Complete the following
- a) Update the passage on philosophy by reproducing it from "A few years" up to and including "a job later.)", with "son" replaced by "child".
- b) Answer these questions from the passage on philosophy:
(i) At which school did the third son take an Introduction to Philosophy course?
(ii) Which university is the youngest son getting ready to attend?
(iii) Who is the author of America the Philosophical?

While I worked at my career in the insurance industry, my love of philosophy went into quasi-hiatus.  Although I never stopped examining life, it became more of an incidental pasttime instead of a focused examination.  Since leaving the insurance industry, however, I have resumed thinking about philosophy and enjoying it more. 

A few years ago, when my third son told me that he was taking an Introduction to Philosophy course at UTSA, I was pleased.  There is nothing more satisfying to me than knowing my child enjoys thinking about life and doing the right thing. 

Then a few weeks ago, my youngest son, who is getting ready to matriculate at Franciscan University (“Academically excellent, passionately Catholic”), told me that he was thinking of majority in philosophy.  BINGO.  (We can worry about a job later.)

The New York Times Sunday Book Review this weekend included a review of a book that provides further encouraging news about philosophy in America.  According to the reviewed book – America the Philosophical by Carlin Romano – “America is the best place to do philosophy that there has ever been, surpassing even the Athens of those ingenious and polite men Socrates, Plato and Aristotle. In one fit of enthusiastic chauvinism he goes yet further, and announces that it is the ‘perfectly designed environment’ to ply his trade, as if no greater intellectual paradise could be imagined.”

(Collected data entries)
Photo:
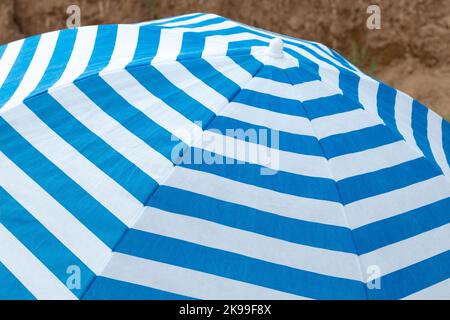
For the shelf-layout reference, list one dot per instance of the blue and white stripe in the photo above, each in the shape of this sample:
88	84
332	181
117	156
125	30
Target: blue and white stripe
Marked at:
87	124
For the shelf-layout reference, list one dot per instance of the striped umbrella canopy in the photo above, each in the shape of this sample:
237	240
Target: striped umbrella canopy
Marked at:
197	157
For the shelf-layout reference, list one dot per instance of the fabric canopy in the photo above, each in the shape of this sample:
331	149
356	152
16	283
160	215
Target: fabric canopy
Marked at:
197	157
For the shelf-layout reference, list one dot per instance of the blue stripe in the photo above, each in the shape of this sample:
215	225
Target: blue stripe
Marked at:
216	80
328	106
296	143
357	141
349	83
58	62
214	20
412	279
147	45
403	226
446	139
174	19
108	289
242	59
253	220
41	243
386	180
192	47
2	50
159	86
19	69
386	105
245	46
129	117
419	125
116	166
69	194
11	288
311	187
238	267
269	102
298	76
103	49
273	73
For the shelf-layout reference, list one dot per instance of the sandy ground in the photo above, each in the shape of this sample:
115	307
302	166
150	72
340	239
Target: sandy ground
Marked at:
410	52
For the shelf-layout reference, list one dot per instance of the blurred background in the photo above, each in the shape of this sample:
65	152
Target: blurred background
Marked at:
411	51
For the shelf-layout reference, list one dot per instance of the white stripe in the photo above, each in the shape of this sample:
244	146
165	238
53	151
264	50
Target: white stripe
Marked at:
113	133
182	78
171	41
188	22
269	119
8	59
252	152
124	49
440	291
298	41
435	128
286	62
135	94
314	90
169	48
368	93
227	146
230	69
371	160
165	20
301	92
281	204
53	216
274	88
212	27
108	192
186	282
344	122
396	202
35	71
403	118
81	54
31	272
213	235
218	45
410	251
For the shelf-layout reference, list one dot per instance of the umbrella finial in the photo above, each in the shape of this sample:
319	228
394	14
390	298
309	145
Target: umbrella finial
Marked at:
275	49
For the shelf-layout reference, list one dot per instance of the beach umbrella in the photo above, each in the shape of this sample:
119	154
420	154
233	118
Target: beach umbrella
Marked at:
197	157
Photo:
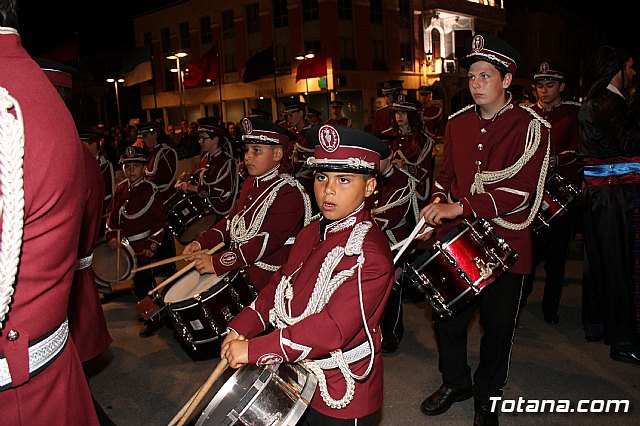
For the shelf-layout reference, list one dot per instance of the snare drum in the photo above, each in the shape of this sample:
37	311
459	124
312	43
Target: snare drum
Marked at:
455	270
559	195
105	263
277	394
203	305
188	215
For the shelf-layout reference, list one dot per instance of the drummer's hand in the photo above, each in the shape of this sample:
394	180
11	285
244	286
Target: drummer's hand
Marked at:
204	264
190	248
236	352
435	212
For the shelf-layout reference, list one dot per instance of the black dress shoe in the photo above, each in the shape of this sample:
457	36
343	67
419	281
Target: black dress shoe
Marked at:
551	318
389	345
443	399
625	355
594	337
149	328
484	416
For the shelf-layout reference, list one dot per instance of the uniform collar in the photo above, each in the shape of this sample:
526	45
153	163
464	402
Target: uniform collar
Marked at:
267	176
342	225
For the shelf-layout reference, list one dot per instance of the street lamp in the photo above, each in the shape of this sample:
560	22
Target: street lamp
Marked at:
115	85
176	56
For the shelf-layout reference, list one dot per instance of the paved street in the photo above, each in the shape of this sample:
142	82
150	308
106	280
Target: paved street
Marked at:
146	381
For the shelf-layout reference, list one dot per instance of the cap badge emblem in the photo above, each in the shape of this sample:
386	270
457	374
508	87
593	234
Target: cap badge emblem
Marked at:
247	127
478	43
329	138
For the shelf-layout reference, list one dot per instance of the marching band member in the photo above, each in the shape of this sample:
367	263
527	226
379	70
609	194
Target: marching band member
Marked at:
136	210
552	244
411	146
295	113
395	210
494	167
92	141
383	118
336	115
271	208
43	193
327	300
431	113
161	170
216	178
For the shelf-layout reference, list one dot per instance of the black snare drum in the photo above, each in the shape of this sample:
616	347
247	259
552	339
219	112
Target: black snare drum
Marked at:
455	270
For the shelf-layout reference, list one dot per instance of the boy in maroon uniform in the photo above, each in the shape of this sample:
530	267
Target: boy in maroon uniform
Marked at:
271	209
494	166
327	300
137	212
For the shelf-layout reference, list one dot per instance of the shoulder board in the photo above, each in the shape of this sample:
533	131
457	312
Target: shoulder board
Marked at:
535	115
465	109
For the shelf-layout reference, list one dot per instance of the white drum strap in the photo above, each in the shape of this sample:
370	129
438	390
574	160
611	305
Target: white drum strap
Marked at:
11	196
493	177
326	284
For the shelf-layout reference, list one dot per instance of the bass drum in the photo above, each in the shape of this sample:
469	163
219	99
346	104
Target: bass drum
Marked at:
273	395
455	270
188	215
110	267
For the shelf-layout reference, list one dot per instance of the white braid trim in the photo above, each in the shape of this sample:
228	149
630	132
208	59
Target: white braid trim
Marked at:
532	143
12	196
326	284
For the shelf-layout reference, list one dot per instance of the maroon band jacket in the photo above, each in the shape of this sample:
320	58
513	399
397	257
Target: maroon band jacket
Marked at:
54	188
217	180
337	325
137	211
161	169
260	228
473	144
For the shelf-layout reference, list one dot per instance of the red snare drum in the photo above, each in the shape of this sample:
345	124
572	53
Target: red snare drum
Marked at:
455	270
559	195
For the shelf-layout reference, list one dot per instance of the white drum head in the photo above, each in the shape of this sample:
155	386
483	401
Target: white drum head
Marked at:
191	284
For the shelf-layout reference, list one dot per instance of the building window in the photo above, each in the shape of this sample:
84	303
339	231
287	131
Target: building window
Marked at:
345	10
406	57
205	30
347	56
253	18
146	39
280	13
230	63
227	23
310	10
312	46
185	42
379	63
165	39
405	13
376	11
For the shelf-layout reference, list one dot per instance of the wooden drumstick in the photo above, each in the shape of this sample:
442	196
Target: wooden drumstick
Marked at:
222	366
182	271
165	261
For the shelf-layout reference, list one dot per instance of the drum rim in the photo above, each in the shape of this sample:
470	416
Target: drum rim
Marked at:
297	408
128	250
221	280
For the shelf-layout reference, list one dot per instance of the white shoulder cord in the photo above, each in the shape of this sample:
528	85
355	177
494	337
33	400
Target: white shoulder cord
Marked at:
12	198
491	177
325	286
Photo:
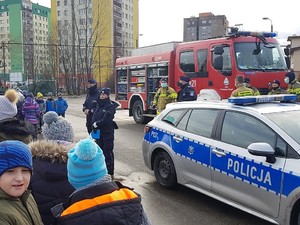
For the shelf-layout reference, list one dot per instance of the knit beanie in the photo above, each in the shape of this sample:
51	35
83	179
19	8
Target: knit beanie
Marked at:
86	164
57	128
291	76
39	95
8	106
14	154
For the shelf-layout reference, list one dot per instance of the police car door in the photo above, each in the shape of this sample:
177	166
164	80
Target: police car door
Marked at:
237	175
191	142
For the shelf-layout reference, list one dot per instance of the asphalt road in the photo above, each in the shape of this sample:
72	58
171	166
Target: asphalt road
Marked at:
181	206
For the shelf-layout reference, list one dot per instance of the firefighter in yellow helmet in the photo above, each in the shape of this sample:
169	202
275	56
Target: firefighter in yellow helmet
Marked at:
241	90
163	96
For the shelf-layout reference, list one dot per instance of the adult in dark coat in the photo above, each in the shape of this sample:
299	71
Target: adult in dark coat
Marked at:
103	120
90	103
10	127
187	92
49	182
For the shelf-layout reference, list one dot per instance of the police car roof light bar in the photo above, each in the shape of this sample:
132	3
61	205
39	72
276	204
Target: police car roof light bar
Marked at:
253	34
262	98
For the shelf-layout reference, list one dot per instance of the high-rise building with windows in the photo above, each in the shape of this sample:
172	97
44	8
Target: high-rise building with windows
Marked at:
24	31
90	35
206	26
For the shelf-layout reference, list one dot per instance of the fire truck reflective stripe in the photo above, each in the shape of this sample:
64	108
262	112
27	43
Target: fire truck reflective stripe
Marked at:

Task-by-task results
- a)
A few years ago, when my third child told me that he was taking an Introduction to Philosophy course at UTSA, I was pleased.  There is nothing more satisfying to me than knowing my child enjoys thinking about life and doing the right thing. 

Then a few weeks ago, my youngest child, who is getting ready to matriculate at Franciscan University (“Academically excellent, passionately Catholic”), told me that he was thinking of majority in philosophy.  BINGO.  (We can worry about a job later.)

- b)
(i) UTSA
(ii) Franciscan University
(iii) Carlin Romano